Activity> Here the job is to copy the data exactly and to exclude every image from it.

---

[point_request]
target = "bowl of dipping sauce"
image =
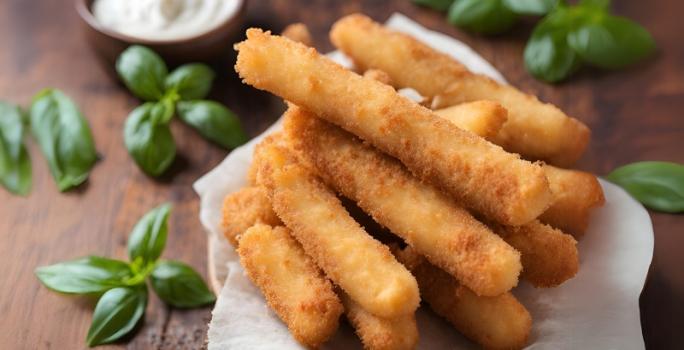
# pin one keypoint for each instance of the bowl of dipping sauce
(179, 30)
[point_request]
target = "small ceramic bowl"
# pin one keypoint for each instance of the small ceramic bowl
(207, 47)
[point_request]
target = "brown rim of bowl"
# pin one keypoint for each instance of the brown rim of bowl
(84, 11)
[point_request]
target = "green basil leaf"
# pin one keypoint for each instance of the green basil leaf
(179, 285)
(148, 238)
(143, 72)
(87, 275)
(439, 5)
(596, 4)
(116, 313)
(148, 137)
(15, 164)
(64, 137)
(191, 81)
(482, 16)
(214, 121)
(547, 54)
(657, 185)
(611, 42)
(531, 7)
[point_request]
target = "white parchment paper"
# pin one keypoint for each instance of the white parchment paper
(598, 309)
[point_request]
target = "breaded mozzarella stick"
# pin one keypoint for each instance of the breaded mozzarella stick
(481, 175)
(243, 209)
(499, 322)
(363, 267)
(537, 130)
(575, 194)
(420, 214)
(549, 256)
(378, 333)
(292, 284)
(483, 118)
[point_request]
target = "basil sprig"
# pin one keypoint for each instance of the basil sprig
(64, 137)
(213, 121)
(121, 286)
(657, 185)
(15, 164)
(147, 134)
(568, 37)
(148, 137)
(116, 313)
(143, 72)
(482, 16)
(191, 81)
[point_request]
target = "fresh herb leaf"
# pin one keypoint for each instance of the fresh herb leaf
(214, 121)
(116, 313)
(191, 81)
(148, 137)
(143, 72)
(547, 54)
(481, 16)
(179, 285)
(439, 5)
(530, 7)
(64, 138)
(15, 164)
(148, 238)
(611, 42)
(657, 185)
(87, 275)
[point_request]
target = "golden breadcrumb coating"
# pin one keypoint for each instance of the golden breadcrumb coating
(575, 194)
(481, 175)
(244, 208)
(548, 255)
(378, 333)
(498, 322)
(425, 218)
(378, 75)
(537, 130)
(483, 118)
(292, 284)
(406, 60)
(363, 267)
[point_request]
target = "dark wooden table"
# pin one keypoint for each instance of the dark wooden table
(634, 114)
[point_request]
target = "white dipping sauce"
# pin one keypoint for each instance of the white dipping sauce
(163, 19)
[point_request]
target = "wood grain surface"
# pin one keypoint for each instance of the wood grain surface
(635, 115)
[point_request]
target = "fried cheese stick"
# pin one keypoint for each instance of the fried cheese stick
(420, 214)
(575, 194)
(378, 75)
(292, 284)
(483, 118)
(243, 209)
(378, 333)
(363, 267)
(534, 129)
(481, 175)
(549, 256)
(499, 322)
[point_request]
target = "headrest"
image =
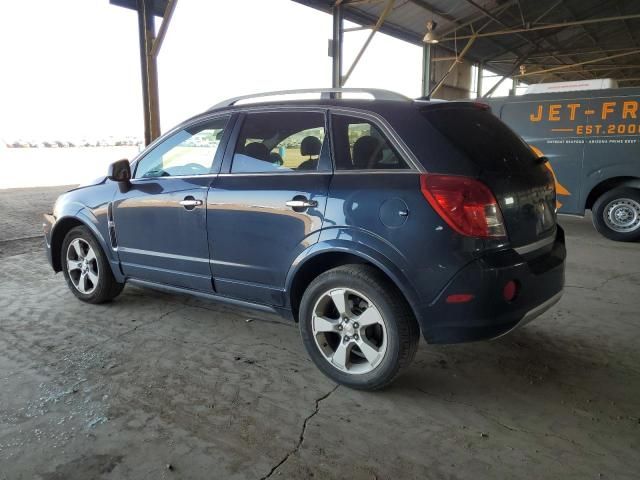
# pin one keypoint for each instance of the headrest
(367, 152)
(275, 158)
(257, 150)
(310, 146)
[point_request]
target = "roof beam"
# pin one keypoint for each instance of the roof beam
(586, 62)
(550, 26)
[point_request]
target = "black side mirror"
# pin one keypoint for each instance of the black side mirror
(120, 171)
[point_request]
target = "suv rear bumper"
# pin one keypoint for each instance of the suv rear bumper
(540, 279)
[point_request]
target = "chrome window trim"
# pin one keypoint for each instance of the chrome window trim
(182, 177)
(276, 173)
(376, 171)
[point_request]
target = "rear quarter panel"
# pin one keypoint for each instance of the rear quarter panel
(420, 244)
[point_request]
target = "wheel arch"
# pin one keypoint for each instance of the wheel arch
(63, 226)
(610, 184)
(323, 259)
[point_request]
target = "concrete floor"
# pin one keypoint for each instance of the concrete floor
(162, 386)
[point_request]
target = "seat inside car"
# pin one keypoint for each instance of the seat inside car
(257, 150)
(367, 153)
(310, 146)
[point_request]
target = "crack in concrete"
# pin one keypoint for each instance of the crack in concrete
(302, 433)
(490, 418)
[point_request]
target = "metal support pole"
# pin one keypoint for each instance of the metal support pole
(149, 68)
(383, 16)
(426, 69)
(336, 48)
(514, 88)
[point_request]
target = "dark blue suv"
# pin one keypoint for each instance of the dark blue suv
(365, 221)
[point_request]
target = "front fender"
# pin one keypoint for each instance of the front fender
(69, 214)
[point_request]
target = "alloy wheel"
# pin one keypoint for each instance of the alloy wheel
(622, 215)
(82, 266)
(349, 330)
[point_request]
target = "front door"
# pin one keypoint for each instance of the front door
(160, 222)
(268, 204)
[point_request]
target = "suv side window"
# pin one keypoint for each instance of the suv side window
(280, 142)
(189, 152)
(360, 145)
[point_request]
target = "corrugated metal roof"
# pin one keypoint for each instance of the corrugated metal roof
(538, 50)
(158, 8)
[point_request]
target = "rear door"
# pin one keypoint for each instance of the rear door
(523, 186)
(268, 203)
(160, 221)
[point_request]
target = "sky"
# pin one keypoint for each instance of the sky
(71, 68)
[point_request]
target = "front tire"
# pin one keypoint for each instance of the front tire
(616, 214)
(357, 327)
(86, 268)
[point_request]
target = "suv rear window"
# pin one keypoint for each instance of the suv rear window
(492, 145)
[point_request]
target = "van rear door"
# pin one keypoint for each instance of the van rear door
(523, 185)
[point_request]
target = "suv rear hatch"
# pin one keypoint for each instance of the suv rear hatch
(521, 182)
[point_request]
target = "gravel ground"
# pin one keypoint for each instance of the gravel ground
(163, 386)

---

Result of the task>
[point_request]
target = "bowl of dipping sauce"
image =
# pin one keypoint for each instance of the bowl of dipping sauce
(179, 30)
[point_request]
target = "small ceramic bowl"
# pin one keypoint for each instance of the small ceramic bowl
(207, 47)
[point_request]
target = "brown rim of bowl"
# pin one keypoint for each instance of the brown rim of bowl
(84, 11)
[point_request]
target = "green basil leaf"
# pin one keypoint for each instance of the green basil leaf
(179, 285)
(148, 238)
(143, 72)
(87, 275)
(439, 5)
(596, 4)
(116, 313)
(148, 137)
(15, 164)
(64, 137)
(191, 81)
(482, 16)
(214, 121)
(547, 54)
(657, 185)
(611, 42)
(531, 7)
[point_request]
target = "white parchment paper"
# pin one keypoint for each instance of the white parchment paper
(598, 309)
[point_request]
target = "breaded mozzarella stick"
# pin one keypoint for each instance of the breaded mozzarella stick
(481, 175)
(243, 209)
(499, 322)
(363, 267)
(537, 130)
(575, 194)
(420, 214)
(549, 256)
(378, 333)
(292, 284)
(483, 118)
[point_request]
target = "basil sprig"
# pin one keypoint for each instance of the basil sprig
(64, 137)
(213, 121)
(121, 286)
(657, 185)
(15, 164)
(147, 134)
(568, 37)
(148, 137)
(116, 313)
(143, 72)
(482, 16)
(191, 81)
[point_request]
target = "fresh herb leaf"
# pin one keypoint for each instance of the fresh herb leaf
(214, 121)
(116, 313)
(191, 81)
(148, 137)
(143, 72)
(547, 54)
(481, 16)
(179, 285)
(439, 5)
(530, 7)
(64, 138)
(15, 164)
(148, 238)
(611, 42)
(657, 185)
(87, 275)
[point_request]
target = "golden breadcrumb coating"
# pin one keypoint for each instance of the golden breadcrumb coating
(575, 194)
(481, 175)
(244, 208)
(548, 255)
(378, 333)
(498, 322)
(425, 218)
(378, 75)
(537, 130)
(483, 118)
(292, 284)
(406, 60)
(363, 267)
[point_request]
target = "dark wooden table"
# pin one keypoint for each instance of the dark wooden table
(634, 114)
[point_request]
target = "white dipping sauce"
# pin one keypoint for each instance of the white dipping sauce
(163, 19)
[point_request]
target = "wood grain surface"
# pin one keypoint for each instance of the wood grain surface
(635, 115)
[point_request]
target = "fried cheese stick"
# pin one keypoint for each instance of the fried cheese stick
(420, 214)
(575, 194)
(378, 75)
(292, 284)
(483, 118)
(243, 209)
(378, 333)
(363, 267)
(534, 129)
(481, 175)
(549, 256)
(499, 322)
[point_request]
target = "headrest"
image =
# pin one keypoint for each instance of the headrest
(367, 152)
(275, 158)
(257, 150)
(310, 146)
[point_request]
target = "roof beam"
# pin one keypoint for each instance of the roof beam
(586, 62)
(550, 26)
[point_request]
target = "black side mirror"
# pin one keypoint for each instance of the black side mirror
(120, 171)
[point_request]
target = "suv rear bumper"
# pin one keypoint for each instance of the suv rear bumper
(540, 279)
[point_request]
target = "chrome window trim"
# pin one keypoint for each instance of the chrome window trim
(182, 177)
(276, 173)
(376, 171)
[point_request]
target = "rear quarter panel"
# pin one keypoint for each instance of the rear quarter panel
(420, 244)
[point_request]
target = "wheel arch"
# pin one keypoint for each instance of the wheel arch
(63, 226)
(610, 184)
(323, 259)
[point_request]
target = "concrete floor"
# pin one keypoint for each instance of the concrete floor
(162, 386)
[point_request]
target = "seat inside car"
# pin one keypoint for each instance of the seat inside car
(257, 150)
(367, 153)
(310, 146)
[point_request]
target = "crack in concrete"
# pin one keypoint for each instance of the crack in concrete
(302, 433)
(490, 418)
[point_request]
target = "metal support pole"
# pin one keypoint for each instance of the metal support pole
(149, 68)
(383, 16)
(426, 69)
(336, 48)
(514, 88)
[point_request]
target = "dark blue suv"
# pin one keypoint for each instance of the dark blue suv
(365, 221)
[point_request]
target = "front fender"
# pin one keypoint for each instance of the front fender
(69, 214)
[point_request]
target = "alloy wheel"
# pin one keypoint for each instance of the alloy wheel
(622, 215)
(82, 266)
(349, 330)
[point_request]
target = "front door"
# pin one keypoint for each instance of the front door
(160, 222)
(268, 204)
[point_request]
target = "suv side window"
# pin one keypoint for each instance of the suv side window
(280, 142)
(189, 152)
(360, 145)
[point_request]
target = "corrugated metal roof"
# pin one keypoint for each instance of the corrugated metal roof
(538, 50)
(158, 8)
[point_request]
target = "rear door"
# pin one keypoint for each instance of the rear door
(523, 186)
(268, 203)
(160, 221)
[point_request]
target = "sky"
# pin one keypoint for each instance of the sky
(71, 68)
[point_request]
target = "front tire"
# pin one keypoint for each instance of the front tire
(616, 214)
(357, 327)
(86, 268)
[point_request]
target = "suv rear window"
# pin one keypoint for each instance of the suv rear window
(492, 145)
[point_request]
target = "van rear door"
# pin one keypoint for each instance of the van rear door
(523, 185)
[point_request]
target = "suv rear hatch"
# pin one keypoint for each instance of the suv rear hatch
(521, 182)
[point_request]
target = "gravel ground"
# pin one keypoint for each instance of the gravel ground
(163, 386)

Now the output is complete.